> **TASK DETAILS**: Reproduce only the lines from the one containing "Objective — one point per instance of the silver kettle" through the one containing "[[170, 136], [163, 122]]", replacing "built-in microwave" with "wall oven" and leaving everything else unchanged.

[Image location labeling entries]
** Begin **

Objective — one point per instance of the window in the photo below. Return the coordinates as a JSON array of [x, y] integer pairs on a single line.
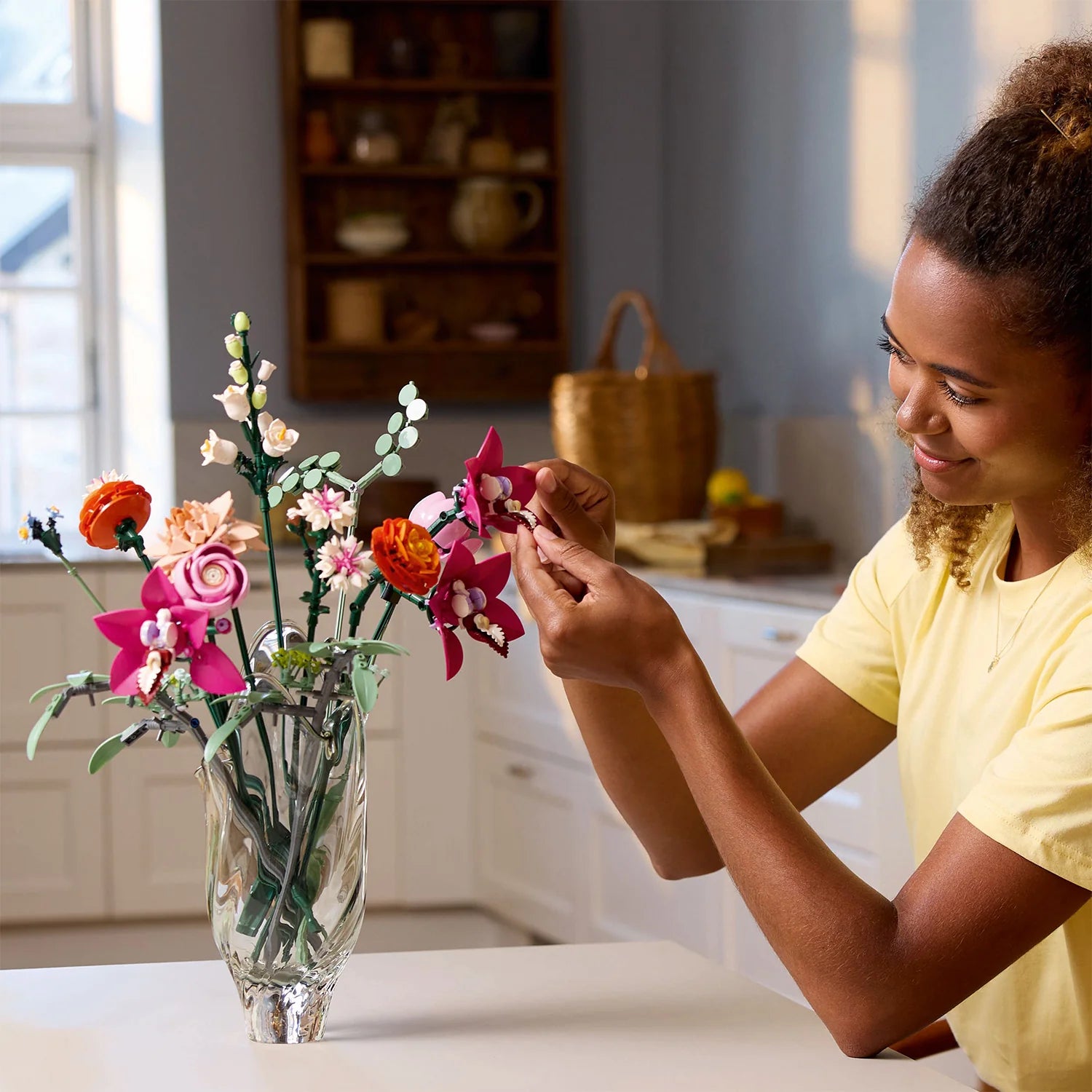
[[54, 225]]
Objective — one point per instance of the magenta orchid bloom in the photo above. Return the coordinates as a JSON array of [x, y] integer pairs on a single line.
[[152, 637], [493, 495], [467, 598], [430, 509]]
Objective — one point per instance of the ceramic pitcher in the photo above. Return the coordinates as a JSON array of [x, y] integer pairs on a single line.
[[486, 218]]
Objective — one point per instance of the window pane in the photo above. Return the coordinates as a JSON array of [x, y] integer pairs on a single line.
[[41, 360], [35, 52], [36, 212], [41, 463]]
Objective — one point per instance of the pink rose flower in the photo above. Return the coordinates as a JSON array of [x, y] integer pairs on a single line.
[[211, 579]]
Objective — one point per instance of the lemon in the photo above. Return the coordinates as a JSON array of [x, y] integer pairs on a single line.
[[727, 486]]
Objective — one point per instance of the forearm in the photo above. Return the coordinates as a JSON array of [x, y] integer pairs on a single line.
[[838, 937], [642, 778]]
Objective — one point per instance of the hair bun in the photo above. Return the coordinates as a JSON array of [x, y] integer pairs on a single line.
[[1057, 80]]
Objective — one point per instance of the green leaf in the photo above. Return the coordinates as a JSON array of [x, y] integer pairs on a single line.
[[104, 753], [365, 687], [369, 648], [46, 689], [216, 740], [50, 712]]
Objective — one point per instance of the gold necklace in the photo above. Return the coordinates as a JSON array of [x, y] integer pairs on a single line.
[[997, 635]]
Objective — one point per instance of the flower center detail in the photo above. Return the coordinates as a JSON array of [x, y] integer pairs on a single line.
[[467, 601], [214, 574]]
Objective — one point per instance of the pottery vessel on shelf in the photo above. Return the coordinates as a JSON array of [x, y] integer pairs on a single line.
[[486, 218], [373, 234]]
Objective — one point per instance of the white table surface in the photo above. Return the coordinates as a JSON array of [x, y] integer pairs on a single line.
[[576, 1018]]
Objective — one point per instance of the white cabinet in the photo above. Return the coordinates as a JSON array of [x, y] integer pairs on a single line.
[[52, 836], [531, 826], [555, 856]]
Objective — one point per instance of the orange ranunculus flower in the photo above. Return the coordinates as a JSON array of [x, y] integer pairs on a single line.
[[111, 500], [406, 556]]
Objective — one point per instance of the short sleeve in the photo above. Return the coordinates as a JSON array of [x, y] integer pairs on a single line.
[[1035, 797], [854, 644]]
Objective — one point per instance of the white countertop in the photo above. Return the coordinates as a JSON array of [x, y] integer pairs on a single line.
[[579, 1018]]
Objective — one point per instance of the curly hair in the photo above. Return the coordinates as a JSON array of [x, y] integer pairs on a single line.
[[1013, 207]]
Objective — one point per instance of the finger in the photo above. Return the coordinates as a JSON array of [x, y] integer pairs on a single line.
[[566, 510], [541, 592], [576, 559]]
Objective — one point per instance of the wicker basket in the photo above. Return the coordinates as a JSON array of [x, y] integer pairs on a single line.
[[651, 432]]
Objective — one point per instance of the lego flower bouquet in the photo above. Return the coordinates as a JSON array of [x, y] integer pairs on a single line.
[[281, 721]]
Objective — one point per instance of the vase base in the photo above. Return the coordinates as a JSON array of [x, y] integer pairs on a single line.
[[295, 1013]]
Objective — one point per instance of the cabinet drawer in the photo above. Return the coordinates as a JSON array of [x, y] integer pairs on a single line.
[[52, 832], [768, 627], [520, 700], [157, 832], [629, 901], [531, 867]]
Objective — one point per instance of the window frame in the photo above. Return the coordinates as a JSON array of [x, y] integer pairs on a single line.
[[80, 135]]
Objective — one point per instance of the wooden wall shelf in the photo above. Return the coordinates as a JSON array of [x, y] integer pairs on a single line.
[[434, 277]]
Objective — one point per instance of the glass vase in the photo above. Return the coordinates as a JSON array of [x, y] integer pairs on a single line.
[[286, 823]]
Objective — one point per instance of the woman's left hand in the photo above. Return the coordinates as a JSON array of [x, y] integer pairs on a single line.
[[620, 633]]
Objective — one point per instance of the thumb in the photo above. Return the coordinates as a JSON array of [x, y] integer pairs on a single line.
[[570, 556]]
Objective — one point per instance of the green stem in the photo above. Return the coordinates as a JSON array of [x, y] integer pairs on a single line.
[[356, 607], [70, 568], [262, 731], [264, 505]]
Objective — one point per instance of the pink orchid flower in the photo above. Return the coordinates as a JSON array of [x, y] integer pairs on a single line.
[[152, 637], [493, 494], [430, 509], [467, 598]]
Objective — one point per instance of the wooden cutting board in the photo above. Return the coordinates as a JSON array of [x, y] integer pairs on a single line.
[[768, 557]]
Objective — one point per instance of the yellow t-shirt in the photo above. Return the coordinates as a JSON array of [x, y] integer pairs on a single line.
[[1009, 749]]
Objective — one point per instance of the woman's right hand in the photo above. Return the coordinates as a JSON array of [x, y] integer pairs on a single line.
[[574, 504]]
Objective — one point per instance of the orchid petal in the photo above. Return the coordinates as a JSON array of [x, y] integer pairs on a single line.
[[213, 670]]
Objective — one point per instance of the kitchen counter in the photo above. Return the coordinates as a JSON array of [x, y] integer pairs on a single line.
[[818, 592], [587, 1018]]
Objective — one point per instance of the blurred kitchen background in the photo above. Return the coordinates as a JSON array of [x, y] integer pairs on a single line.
[[745, 164]]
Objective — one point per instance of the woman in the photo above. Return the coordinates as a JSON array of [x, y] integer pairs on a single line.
[[965, 635]]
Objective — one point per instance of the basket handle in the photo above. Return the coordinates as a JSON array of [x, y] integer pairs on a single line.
[[657, 354]]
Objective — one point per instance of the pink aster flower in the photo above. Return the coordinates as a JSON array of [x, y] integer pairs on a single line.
[[430, 509], [494, 495], [467, 598], [325, 508], [343, 563], [163, 630]]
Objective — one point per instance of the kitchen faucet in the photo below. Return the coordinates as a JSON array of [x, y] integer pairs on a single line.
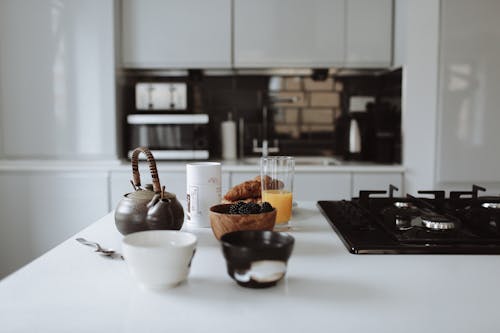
[[265, 149]]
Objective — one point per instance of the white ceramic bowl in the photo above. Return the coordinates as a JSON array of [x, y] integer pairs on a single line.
[[159, 259]]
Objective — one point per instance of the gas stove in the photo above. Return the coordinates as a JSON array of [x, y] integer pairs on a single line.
[[378, 222]]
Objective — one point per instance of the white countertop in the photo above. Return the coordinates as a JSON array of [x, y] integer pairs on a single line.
[[326, 289]]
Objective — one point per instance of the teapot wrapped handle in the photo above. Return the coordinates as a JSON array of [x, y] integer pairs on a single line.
[[152, 168]]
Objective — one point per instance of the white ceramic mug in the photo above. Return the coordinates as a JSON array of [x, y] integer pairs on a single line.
[[203, 191], [159, 259]]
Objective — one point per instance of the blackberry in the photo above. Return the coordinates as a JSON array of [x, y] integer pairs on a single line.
[[266, 207], [249, 208], [235, 208], [253, 208]]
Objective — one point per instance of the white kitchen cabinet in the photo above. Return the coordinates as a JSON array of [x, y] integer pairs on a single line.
[[40, 209], [176, 33], [288, 33], [368, 33], [376, 181], [468, 133], [57, 73]]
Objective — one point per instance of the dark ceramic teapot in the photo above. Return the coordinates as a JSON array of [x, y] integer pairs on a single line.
[[150, 207]]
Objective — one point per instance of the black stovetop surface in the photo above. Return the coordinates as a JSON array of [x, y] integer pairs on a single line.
[[462, 223]]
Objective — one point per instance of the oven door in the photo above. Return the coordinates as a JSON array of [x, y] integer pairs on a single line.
[[170, 136]]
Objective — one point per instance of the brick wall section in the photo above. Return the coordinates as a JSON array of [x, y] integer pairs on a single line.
[[316, 109]]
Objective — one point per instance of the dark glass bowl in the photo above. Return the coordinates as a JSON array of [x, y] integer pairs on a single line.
[[257, 258]]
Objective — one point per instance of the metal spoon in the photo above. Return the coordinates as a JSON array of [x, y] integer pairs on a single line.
[[99, 248]]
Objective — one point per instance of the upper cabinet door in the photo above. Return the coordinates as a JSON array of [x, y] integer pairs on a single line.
[[369, 33], [57, 71], [176, 33], [468, 133], [288, 33]]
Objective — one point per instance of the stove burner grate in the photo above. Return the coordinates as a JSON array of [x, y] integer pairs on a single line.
[[438, 222]]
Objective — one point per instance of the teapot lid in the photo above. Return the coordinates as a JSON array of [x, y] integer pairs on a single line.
[[141, 194]]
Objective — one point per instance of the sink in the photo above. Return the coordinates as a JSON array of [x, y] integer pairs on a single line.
[[299, 160]]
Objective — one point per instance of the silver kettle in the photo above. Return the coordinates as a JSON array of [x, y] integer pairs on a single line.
[[354, 137]]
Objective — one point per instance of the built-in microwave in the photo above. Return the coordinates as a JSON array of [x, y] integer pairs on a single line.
[[170, 136], [163, 122]]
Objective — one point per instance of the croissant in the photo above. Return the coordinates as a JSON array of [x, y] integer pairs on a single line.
[[245, 190]]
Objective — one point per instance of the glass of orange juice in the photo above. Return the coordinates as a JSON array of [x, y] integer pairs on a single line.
[[277, 174]]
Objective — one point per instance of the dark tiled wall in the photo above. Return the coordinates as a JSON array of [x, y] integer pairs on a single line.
[[315, 124], [303, 127]]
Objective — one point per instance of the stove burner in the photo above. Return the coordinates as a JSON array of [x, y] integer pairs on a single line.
[[438, 222], [491, 205], [403, 224], [403, 204]]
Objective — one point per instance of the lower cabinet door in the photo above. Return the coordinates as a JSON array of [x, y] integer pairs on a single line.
[[40, 209]]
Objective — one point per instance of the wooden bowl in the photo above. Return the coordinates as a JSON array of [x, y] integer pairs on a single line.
[[222, 222]]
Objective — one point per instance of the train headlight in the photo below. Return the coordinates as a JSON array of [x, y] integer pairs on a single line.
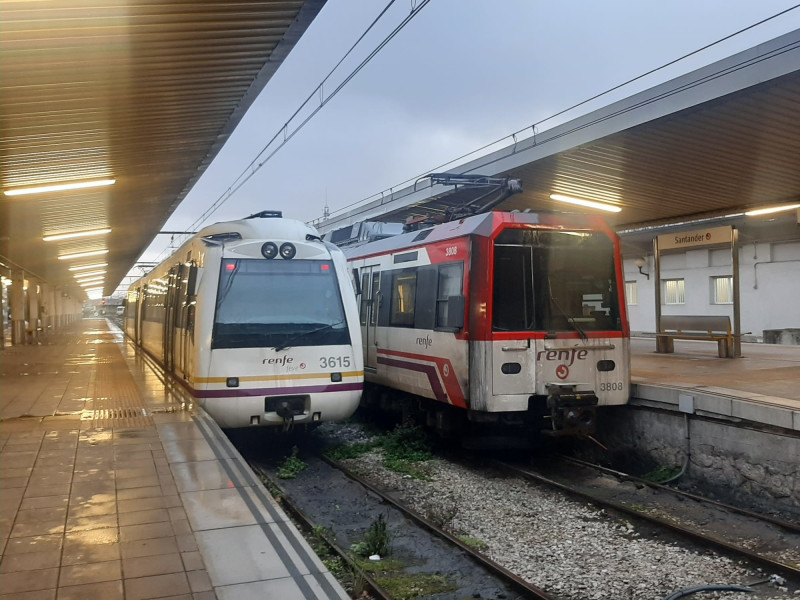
[[269, 250], [288, 250]]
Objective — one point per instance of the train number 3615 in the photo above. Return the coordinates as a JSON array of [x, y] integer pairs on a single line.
[[332, 362], [613, 386]]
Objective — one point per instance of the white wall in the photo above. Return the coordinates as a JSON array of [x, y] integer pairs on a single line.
[[769, 281]]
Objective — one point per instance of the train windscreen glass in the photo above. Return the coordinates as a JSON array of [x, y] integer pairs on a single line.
[[279, 304], [554, 281]]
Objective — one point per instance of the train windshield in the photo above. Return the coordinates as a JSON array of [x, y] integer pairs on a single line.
[[555, 281], [278, 304]]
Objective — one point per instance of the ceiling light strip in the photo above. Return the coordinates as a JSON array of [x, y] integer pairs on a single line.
[[82, 254], [60, 187], [770, 210], [587, 203], [77, 234], [84, 267]]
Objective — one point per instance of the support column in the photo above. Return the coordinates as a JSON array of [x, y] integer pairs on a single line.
[[34, 315], [58, 308], [16, 301], [46, 307]]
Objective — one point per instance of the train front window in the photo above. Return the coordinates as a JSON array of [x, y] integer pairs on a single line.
[[278, 303], [554, 281]]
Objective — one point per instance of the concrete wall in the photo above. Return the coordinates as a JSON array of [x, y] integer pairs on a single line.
[[769, 280], [745, 463]]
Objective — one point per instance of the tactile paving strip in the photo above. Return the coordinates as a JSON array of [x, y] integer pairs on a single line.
[[116, 398]]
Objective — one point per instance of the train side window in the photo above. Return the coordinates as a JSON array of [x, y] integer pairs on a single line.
[[404, 291], [375, 298], [364, 298], [425, 302], [449, 297]]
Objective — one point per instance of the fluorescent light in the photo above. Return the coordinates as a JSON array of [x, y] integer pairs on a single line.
[[589, 203], [58, 187], [82, 254], [84, 267], [772, 209], [67, 236]]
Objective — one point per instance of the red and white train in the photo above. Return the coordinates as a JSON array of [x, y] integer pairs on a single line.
[[496, 325]]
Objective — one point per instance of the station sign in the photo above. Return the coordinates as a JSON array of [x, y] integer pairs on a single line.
[[696, 238]]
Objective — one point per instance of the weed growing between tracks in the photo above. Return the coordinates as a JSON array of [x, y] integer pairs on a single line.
[[404, 450], [292, 466]]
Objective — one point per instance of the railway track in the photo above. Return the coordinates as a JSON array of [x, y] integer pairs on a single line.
[[451, 557], [770, 543], [634, 560]]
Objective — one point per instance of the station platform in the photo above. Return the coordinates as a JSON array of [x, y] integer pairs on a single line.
[[763, 386], [113, 485]]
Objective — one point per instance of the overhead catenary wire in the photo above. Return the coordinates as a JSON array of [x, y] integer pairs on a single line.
[[533, 127], [261, 159]]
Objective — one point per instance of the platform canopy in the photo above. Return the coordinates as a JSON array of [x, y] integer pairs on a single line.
[[717, 141], [141, 93]]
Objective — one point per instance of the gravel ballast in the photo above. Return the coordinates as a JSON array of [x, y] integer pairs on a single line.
[[569, 548]]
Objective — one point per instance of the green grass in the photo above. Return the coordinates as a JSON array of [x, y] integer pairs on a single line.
[[376, 541], [347, 451], [391, 576], [404, 450], [292, 466]]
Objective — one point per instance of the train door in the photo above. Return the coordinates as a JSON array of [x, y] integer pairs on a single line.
[[140, 295], [187, 319], [170, 313], [370, 298]]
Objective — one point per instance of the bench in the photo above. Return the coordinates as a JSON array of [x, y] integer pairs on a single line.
[[682, 327]]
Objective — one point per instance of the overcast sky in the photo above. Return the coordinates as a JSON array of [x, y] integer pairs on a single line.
[[460, 75]]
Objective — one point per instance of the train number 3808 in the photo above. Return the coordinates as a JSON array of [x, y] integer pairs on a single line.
[[613, 386]]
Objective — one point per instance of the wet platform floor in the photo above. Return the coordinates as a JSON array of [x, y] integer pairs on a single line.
[[113, 486]]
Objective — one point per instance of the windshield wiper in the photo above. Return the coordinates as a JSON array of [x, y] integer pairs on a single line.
[[570, 320], [292, 339]]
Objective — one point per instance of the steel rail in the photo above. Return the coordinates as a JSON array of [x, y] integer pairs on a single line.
[[789, 526], [782, 568], [525, 588]]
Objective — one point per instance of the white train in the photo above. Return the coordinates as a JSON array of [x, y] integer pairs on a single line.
[[257, 319], [496, 326]]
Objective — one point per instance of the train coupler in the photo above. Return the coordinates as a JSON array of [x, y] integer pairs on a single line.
[[572, 413]]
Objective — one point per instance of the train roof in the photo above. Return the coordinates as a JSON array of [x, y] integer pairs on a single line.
[[258, 227], [481, 225]]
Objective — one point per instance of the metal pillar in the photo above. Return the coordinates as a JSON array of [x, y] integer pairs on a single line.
[[736, 351], [16, 301]]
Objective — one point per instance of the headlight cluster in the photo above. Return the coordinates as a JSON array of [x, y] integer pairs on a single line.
[[269, 250]]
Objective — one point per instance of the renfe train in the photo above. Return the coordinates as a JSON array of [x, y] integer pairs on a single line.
[[257, 319], [496, 325]]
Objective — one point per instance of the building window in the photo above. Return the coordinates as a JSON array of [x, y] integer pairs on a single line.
[[674, 291], [723, 289], [631, 293]]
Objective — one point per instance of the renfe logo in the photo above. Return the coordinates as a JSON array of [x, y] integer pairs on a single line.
[[567, 356], [283, 360]]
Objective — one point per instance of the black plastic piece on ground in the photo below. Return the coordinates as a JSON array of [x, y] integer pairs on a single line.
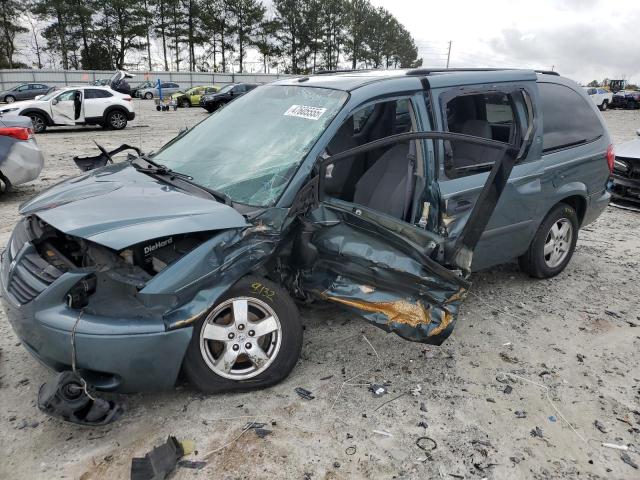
[[65, 397], [158, 463]]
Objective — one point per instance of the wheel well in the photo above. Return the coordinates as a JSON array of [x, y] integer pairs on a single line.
[[112, 109], [578, 203]]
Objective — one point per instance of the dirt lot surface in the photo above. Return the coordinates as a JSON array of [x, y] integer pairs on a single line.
[[558, 357]]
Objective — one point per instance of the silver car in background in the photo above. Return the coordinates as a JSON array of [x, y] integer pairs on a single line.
[[25, 91], [168, 88], [20, 158]]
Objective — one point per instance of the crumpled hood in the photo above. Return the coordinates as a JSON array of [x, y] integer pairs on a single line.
[[629, 149], [117, 206]]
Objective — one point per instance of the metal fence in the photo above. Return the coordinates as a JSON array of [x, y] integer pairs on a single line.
[[11, 78]]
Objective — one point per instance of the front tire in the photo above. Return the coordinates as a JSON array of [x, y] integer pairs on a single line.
[[553, 244], [116, 120], [39, 122], [251, 339]]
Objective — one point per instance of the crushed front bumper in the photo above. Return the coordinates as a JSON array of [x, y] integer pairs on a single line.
[[23, 162], [116, 354]]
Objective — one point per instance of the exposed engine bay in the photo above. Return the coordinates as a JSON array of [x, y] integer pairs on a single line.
[[129, 269]]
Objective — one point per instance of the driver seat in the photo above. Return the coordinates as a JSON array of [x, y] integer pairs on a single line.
[[383, 187]]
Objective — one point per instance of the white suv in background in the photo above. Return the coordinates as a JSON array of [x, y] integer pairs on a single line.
[[601, 97], [84, 105]]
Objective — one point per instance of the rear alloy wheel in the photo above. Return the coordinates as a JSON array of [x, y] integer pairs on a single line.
[[553, 245], [39, 122], [116, 120], [251, 339]]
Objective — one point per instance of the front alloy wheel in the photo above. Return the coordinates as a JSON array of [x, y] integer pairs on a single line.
[[251, 339], [240, 338], [558, 242], [117, 120]]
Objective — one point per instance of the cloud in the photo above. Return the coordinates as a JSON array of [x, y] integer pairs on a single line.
[[583, 51]]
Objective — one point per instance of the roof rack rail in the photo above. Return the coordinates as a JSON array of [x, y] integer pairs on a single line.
[[548, 72], [348, 70], [427, 71]]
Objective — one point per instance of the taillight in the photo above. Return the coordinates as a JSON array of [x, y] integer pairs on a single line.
[[611, 157], [20, 133]]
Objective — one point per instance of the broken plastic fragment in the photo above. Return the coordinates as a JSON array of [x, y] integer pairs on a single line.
[[67, 397], [158, 463]]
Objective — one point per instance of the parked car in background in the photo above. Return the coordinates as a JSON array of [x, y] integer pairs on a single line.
[[601, 97], [625, 182], [191, 98], [26, 91], [377, 191], [84, 105], [20, 158], [629, 99], [168, 88], [225, 95], [141, 86]]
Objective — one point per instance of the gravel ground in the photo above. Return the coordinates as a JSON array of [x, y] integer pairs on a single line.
[[552, 357]]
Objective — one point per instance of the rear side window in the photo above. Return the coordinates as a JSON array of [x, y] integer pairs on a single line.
[[567, 119], [487, 115]]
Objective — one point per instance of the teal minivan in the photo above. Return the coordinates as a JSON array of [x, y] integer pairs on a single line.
[[380, 191]]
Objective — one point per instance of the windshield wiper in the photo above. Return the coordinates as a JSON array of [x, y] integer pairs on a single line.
[[155, 168]]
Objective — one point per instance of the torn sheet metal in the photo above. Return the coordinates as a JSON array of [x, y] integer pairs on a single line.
[[385, 279]]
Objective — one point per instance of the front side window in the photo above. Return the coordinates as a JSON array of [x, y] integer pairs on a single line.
[[487, 115], [67, 96], [250, 149], [567, 119], [380, 179]]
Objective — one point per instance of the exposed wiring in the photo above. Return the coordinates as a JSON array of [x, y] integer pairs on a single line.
[[73, 356]]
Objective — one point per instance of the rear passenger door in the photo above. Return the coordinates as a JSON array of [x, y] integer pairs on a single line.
[[95, 102], [497, 112]]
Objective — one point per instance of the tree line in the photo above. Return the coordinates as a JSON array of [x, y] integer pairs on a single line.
[[292, 36]]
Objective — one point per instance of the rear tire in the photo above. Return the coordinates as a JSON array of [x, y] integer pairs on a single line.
[[39, 122], [553, 244], [229, 352]]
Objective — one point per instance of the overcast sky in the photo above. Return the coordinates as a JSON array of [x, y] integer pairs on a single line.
[[581, 39]]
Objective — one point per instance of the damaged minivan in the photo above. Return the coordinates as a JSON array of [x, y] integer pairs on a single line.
[[378, 191]]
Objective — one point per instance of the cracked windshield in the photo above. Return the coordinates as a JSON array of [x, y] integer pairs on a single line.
[[251, 148]]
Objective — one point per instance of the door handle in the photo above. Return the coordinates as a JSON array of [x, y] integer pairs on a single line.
[[461, 206]]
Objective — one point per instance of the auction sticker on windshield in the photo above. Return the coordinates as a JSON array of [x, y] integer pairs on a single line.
[[304, 111]]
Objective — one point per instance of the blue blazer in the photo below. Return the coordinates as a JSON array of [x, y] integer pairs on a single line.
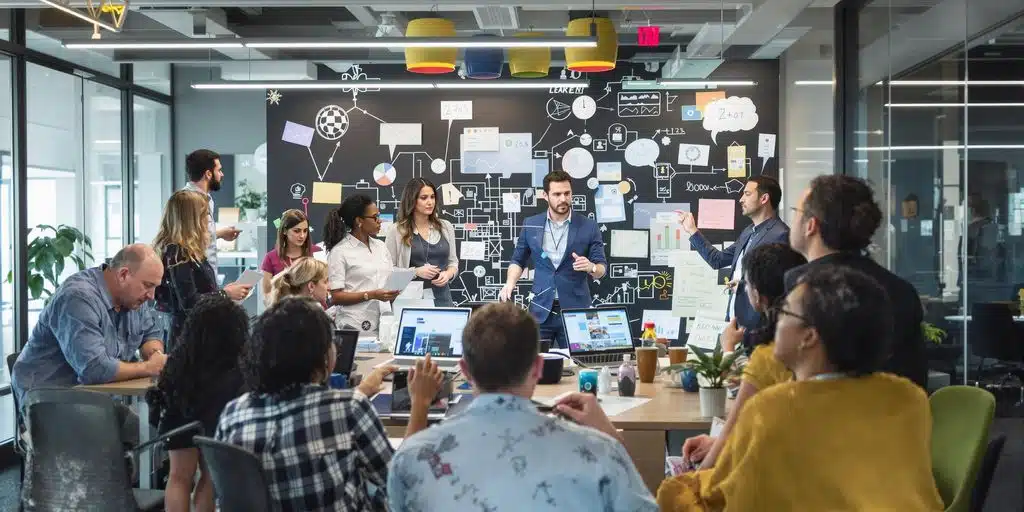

** End **

> **OUTPUT**:
Objective — one point per instance of the silver kettle in the photo above. Return the coordinates as a JSON array of [x, y] integer pairs on a single line.
[[354, 137]]
Objective — one point per instance of the wall oven in the photo above. Return the coordinates as a JSON array of [x, y] integer pairs on a single line.
[[170, 136], [163, 122]]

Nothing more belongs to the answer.